■ What you have to do ■
Reproduce word for word the lines of the material that run from the line containing "Check that every instance of the grassy" through the line containing "Check that every instance of the low", both included.

■ Items ■
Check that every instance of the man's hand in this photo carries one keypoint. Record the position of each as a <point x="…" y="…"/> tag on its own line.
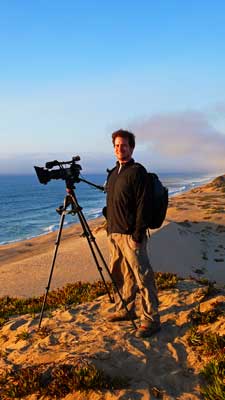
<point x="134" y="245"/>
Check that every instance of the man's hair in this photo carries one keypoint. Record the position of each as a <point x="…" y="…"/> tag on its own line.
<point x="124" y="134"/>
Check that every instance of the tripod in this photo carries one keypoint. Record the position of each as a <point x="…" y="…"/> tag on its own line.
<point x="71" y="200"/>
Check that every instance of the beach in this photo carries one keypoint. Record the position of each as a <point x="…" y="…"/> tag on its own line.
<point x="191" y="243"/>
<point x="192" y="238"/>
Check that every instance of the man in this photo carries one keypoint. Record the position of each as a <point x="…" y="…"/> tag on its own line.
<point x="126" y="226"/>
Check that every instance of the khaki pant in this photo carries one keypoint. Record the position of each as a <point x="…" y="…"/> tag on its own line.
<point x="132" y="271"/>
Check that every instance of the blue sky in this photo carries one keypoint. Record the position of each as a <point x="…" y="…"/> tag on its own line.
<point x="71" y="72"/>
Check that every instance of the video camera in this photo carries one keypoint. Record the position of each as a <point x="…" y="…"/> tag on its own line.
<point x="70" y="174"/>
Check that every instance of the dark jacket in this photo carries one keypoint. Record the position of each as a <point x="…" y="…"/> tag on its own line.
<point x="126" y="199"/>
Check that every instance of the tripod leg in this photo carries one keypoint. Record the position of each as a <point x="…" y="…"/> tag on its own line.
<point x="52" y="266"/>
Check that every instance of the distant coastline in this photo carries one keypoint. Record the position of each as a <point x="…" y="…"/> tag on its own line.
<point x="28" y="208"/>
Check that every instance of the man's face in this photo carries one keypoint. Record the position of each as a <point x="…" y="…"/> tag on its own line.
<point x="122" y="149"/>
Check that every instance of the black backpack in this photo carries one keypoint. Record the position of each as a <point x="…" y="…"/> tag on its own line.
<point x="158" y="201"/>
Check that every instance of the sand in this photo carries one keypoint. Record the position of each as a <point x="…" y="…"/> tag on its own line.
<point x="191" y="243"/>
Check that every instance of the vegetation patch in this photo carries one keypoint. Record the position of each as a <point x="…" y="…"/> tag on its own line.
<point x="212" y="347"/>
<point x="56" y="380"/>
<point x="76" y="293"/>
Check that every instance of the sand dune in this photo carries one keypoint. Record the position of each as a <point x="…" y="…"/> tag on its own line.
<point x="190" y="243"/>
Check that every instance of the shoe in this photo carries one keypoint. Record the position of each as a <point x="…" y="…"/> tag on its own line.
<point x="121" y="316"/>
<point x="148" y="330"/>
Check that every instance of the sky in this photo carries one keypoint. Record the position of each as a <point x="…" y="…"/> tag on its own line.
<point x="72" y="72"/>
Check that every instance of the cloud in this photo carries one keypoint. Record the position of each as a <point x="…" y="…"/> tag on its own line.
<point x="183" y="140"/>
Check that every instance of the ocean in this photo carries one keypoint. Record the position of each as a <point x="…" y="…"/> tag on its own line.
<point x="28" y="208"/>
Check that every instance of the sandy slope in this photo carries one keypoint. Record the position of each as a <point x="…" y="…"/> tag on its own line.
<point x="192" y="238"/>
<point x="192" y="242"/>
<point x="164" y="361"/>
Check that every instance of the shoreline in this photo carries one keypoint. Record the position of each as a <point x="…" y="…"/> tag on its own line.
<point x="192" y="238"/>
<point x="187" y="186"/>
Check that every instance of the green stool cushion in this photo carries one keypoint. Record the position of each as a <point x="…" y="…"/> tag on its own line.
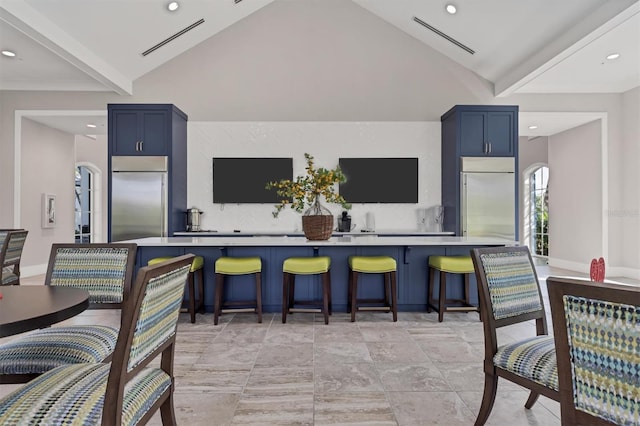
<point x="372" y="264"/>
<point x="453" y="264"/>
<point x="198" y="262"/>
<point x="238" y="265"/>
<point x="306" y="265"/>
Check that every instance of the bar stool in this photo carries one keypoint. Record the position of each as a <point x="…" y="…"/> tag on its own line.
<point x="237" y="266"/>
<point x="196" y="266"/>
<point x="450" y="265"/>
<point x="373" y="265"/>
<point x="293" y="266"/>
---
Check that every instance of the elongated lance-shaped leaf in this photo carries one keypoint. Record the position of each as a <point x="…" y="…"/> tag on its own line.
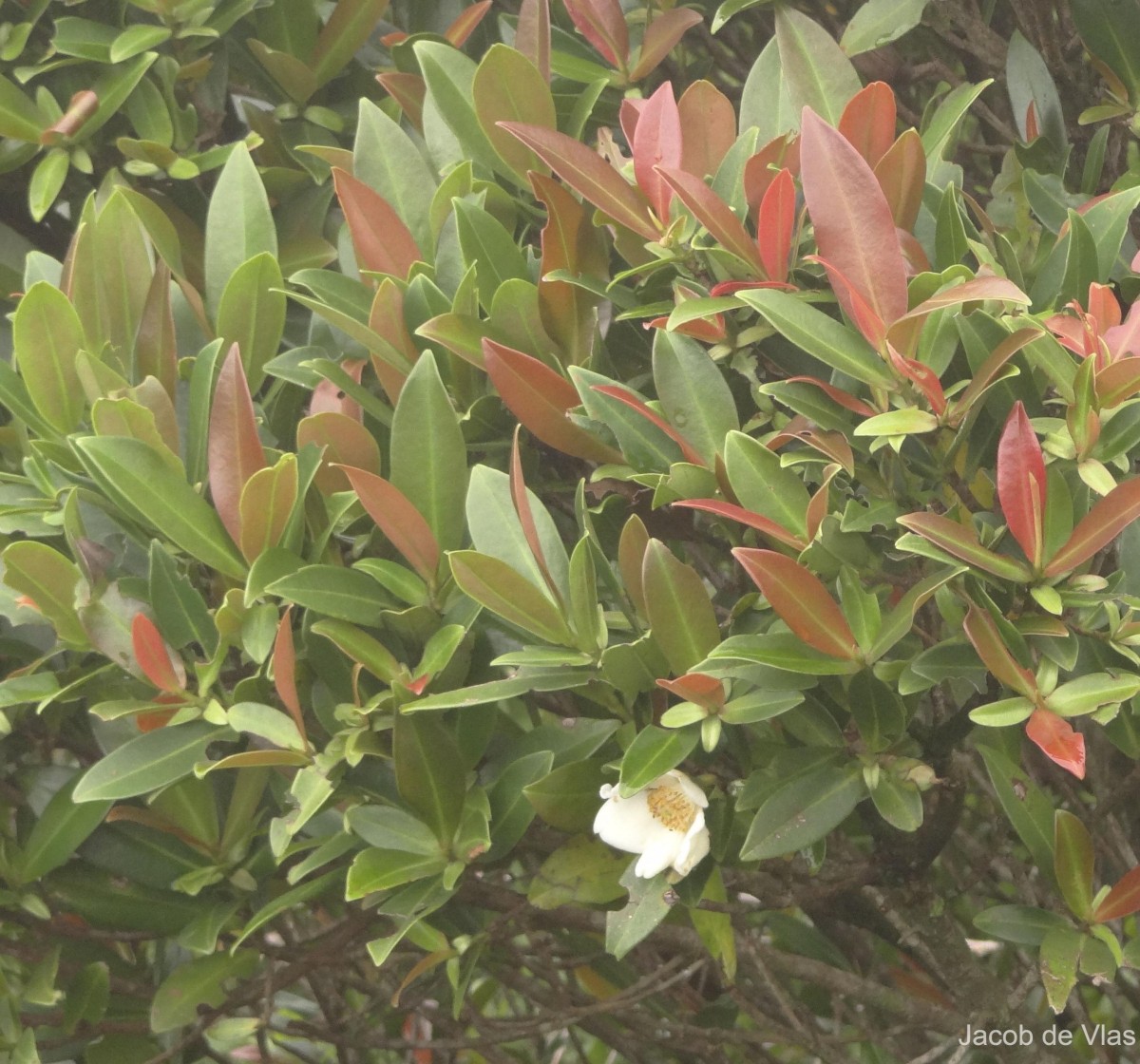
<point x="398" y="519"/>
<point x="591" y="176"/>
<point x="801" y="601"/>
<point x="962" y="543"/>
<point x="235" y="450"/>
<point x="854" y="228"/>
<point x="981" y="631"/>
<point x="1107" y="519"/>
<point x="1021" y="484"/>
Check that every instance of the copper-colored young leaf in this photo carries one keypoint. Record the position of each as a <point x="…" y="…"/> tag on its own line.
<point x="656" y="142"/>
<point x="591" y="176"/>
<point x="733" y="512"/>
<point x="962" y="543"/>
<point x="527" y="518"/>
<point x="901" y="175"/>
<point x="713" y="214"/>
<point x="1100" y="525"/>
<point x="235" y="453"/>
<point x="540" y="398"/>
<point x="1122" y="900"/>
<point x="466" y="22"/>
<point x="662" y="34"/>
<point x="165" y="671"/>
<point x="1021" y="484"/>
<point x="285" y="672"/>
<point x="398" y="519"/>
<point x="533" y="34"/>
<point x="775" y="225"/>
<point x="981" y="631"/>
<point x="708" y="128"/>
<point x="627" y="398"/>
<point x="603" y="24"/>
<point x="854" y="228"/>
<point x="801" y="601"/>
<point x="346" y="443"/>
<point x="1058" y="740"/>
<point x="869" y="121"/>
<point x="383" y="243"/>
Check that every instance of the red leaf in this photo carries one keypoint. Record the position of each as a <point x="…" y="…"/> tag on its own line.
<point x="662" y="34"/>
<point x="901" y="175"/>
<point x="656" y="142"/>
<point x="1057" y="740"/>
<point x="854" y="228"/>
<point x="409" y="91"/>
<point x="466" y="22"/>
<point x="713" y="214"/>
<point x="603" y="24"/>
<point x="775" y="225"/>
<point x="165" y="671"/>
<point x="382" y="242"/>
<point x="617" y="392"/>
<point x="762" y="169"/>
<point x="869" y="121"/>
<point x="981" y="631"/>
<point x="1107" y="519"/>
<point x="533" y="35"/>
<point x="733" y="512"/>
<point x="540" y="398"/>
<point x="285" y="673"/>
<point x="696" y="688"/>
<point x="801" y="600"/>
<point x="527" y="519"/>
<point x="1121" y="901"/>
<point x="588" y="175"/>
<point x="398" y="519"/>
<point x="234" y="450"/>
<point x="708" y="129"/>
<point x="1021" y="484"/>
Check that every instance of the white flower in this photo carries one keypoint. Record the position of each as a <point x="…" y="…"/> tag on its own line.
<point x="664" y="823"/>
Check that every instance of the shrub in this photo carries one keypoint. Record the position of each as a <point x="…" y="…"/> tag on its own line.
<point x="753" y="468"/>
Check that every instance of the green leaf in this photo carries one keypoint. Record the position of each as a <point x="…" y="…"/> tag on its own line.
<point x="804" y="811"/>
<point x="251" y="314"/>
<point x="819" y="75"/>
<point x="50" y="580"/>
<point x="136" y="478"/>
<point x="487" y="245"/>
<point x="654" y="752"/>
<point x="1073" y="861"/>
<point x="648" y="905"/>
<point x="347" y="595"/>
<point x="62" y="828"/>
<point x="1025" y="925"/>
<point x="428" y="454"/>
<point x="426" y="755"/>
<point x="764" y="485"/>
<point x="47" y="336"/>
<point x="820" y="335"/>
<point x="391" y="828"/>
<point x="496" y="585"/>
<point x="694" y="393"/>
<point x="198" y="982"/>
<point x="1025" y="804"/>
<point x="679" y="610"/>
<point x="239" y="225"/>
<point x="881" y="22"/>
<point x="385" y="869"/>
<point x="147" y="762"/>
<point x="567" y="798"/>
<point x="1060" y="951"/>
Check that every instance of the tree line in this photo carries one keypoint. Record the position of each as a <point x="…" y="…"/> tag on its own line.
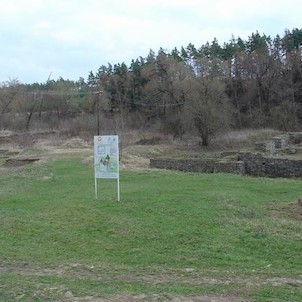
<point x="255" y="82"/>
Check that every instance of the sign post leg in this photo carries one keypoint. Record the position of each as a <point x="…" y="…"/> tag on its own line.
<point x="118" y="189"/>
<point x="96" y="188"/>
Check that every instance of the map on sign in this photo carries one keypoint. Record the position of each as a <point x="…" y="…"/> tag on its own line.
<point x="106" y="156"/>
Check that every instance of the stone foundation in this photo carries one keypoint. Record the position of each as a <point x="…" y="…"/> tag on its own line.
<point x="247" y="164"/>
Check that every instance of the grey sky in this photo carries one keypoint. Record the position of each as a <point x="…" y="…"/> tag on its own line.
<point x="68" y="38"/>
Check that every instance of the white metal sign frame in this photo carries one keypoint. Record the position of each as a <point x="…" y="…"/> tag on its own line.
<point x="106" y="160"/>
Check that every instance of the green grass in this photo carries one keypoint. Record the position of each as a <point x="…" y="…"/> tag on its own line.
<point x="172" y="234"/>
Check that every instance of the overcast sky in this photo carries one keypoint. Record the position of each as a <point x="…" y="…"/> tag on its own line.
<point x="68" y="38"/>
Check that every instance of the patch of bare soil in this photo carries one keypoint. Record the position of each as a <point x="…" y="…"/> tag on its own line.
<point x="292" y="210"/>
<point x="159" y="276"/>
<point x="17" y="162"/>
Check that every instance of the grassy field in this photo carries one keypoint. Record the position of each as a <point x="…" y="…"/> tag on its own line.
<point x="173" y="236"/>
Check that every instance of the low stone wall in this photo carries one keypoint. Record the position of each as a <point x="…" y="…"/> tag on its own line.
...
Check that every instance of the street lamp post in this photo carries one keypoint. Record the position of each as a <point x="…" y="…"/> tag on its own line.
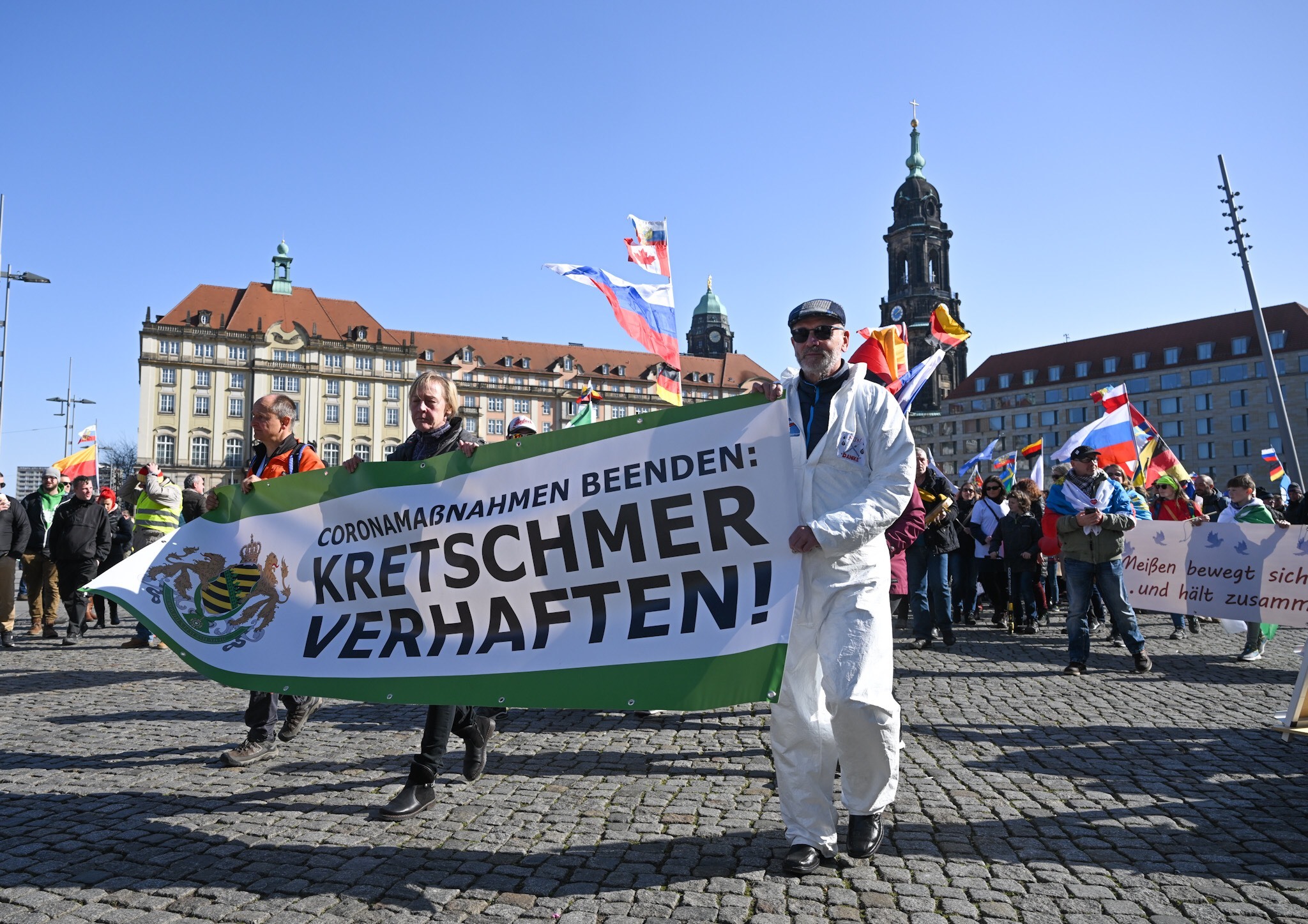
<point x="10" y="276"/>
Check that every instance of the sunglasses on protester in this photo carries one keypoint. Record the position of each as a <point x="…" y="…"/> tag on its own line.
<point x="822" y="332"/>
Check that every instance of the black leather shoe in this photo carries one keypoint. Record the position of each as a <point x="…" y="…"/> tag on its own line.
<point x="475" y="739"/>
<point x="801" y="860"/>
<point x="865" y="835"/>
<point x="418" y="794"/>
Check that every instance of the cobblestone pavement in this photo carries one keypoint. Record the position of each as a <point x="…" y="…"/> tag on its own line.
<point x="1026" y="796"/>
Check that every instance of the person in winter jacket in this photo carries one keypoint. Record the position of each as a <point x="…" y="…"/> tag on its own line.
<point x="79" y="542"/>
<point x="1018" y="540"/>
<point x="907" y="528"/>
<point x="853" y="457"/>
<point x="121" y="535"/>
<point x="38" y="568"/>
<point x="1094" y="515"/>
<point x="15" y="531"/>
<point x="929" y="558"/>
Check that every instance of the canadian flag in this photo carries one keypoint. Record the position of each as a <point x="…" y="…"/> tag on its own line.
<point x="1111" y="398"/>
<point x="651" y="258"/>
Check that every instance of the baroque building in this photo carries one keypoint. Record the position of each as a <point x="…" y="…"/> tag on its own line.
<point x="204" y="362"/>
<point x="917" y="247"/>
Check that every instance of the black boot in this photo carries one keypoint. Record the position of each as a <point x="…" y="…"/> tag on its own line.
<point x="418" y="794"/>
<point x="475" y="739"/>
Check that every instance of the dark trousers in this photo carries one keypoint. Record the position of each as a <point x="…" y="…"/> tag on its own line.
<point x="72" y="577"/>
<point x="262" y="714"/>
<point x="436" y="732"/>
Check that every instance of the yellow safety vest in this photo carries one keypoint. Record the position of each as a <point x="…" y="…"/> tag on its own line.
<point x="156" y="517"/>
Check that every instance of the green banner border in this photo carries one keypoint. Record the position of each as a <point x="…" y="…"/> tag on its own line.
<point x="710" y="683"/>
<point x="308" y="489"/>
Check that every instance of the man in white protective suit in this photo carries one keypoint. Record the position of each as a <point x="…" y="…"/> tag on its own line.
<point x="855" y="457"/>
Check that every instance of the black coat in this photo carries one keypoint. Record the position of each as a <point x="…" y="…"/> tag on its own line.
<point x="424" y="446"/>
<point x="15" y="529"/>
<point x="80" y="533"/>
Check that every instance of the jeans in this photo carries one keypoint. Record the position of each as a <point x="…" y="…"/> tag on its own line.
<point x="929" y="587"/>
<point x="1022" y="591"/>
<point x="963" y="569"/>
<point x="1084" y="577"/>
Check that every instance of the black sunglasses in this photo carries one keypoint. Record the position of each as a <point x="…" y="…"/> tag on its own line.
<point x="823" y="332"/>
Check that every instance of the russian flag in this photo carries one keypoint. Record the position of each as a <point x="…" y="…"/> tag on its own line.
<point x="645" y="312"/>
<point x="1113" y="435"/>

■ Result of the task ■
Check that every instance of the grassy field in this photo carries one keypoint. Record the position of each as a <point x="…" y="…"/> tag on its own line.
<point x="173" y="236"/>
Check that every instance of the low stone wall in this photo carries one keypoint. Record the position of each as a <point x="…" y="…"/> tag on its own line.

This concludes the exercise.